* _YOUR TASK_
What you return must match the listing below exactly, minus any pictures.

* _RECORDS PROVIDED_
===

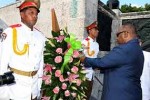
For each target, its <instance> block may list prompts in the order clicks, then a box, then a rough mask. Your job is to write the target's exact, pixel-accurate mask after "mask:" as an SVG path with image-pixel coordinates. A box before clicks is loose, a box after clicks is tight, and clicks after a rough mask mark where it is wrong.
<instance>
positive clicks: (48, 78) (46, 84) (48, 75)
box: [42, 75, 51, 85]
mask: <svg viewBox="0 0 150 100" xmlns="http://www.w3.org/2000/svg"><path fill="white" fill-rule="evenodd" d="M42 80H44V82H45V84H46V85H48V84H50V83H51V75H43V76H42Z"/></svg>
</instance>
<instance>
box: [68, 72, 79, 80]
mask: <svg viewBox="0 0 150 100" xmlns="http://www.w3.org/2000/svg"><path fill="white" fill-rule="evenodd" d="M78 77H79V75H76V74H70V75H69V81H70V82H72V81H74V80H75V79H76V78H78Z"/></svg>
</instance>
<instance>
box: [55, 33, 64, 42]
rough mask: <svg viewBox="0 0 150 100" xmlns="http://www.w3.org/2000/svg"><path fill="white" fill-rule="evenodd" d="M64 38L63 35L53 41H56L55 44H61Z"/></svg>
mask: <svg viewBox="0 0 150 100" xmlns="http://www.w3.org/2000/svg"><path fill="white" fill-rule="evenodd" d="M64 38H65V37H64V36H63V35H60V36H59V37H55V39H56V40H57V42H62V41H63V39H64Z"/></svg>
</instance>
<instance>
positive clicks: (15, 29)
mask: <svg viewBox="0 0 150 100" xmlns="http://www.w3.org/2000/svg"><path fill="white" fill-rule="evenodd" d="M12 37H13V39H12V43H13V44H12V45H13V50H14V52H15V54H17V55H24V54H26V52H28V54H29V44H28V43H27V44H24V47H23V49H22V50H20V49H19V48H18V45H17V30H16V28H13V36H12Z"/></svg>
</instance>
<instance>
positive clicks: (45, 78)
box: [42, 75, 51, 80]
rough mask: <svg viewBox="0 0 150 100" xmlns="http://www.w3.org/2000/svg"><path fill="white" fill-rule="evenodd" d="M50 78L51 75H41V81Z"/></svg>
mask: <svg viewBox="0 0 150 100" xmlns="http://www.w3.org/2000/svg"><path fill="white" fill-rule="evenodd" d="M50 78H51V75H43V76H42V80H48V79H50Z"/></svg>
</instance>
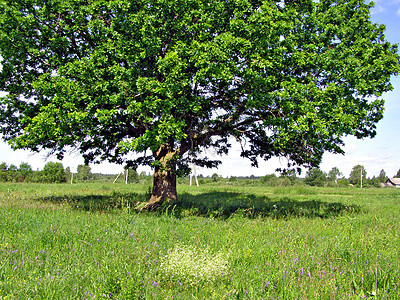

===

* _COMPLETED EXERCISE_
For each target, its <instance> block may list prompts in the order clicks, then a box, then a rough mask. Your job is to write the target's exact, pixel-accurate mask after "mask:" as an SVG path with image-pixel coordinates. A box before clicks is loose, a box after clicks is tight, and clicks after a rough mask mark where it is wrong.
<instance>
positive clicks: (48, 78) (46, 84) (48, 75)
box: [42, 75, 51, 85]
mask: <svg viewBox="0 0 150 100" xmlns="http://www.w3.org/2000/svg"><path fill="white" fill-rule="evenodd" d="M42 80H44V82H45V84H46V85H48V84H50V83H51V75H43V76H42Z"/></svg>
</instance>
<instance>
box: [68, 72, 79, 80]
mask: <svg viewBox="0 0 150 100" xmlns="http://www.w3.org/2000/svg"><path fill="white" fill-rule="evenodd" d="M78 77H79V75H76V74H70V75H69V81H70V82H72V81H74V80H75V79H76V78H78Z"/></svg>
</instance>
<instance>
box: [55, 33, 64, 42]
rough mask: <svg viewBox="0 0 150 100" xmlns="http://www.w3.org/2000/svg"><path fill="white" fill-rule="evenodd" d="M64 38L63 35L53 41H56L55 44H61Z"/></svg>
mask: <svg viewBox="0 0 150 100" xmlns="http://www.w3.org/2000/svg"><path fill="white" fill-rule="evenodd" d="M64 38H65V37H64V36H63V35H60V36H59V37H55V39H56V40H57V42H62V41H63V39H64Z"/></svg>
</instance>
<instance>
positive clicks: (15, 29)
mask: <svg viewBox="0 0 150 100" xmlns="http://www.w3.org/2000/svg"><path fill="white" fill-rule="evenodd" d="M12 37H13V39H12V43H13V44H12V45H13V50H14V52H15V54H17V55H24V54H26V52H28V54H29V44H28V43H27V44H24V47H23V49H22V50H20V49H19V48H18V45H17V30H16V28H13V36H12Z"/></svg>
</instance>
<instance>
positive clicks: (45, 78)
box: [42, 75, 51, 80]
rough mask: <svg viewBox="0 0 150 100" xmlns="http://www.w3.org/2000/svg"><path fill="white" fill-rule="evenodd" d="M50 78L51 75H41V81Z"/></svg>
mask: <svg viewBox="0 0 150 100" xmlns="http://www.w3.org/2000/svg"><path fill="white" fill-rule="evenodd" d="M50 78H51V75H43V76H42V80H48V79H50Z"/></svg>
</instance>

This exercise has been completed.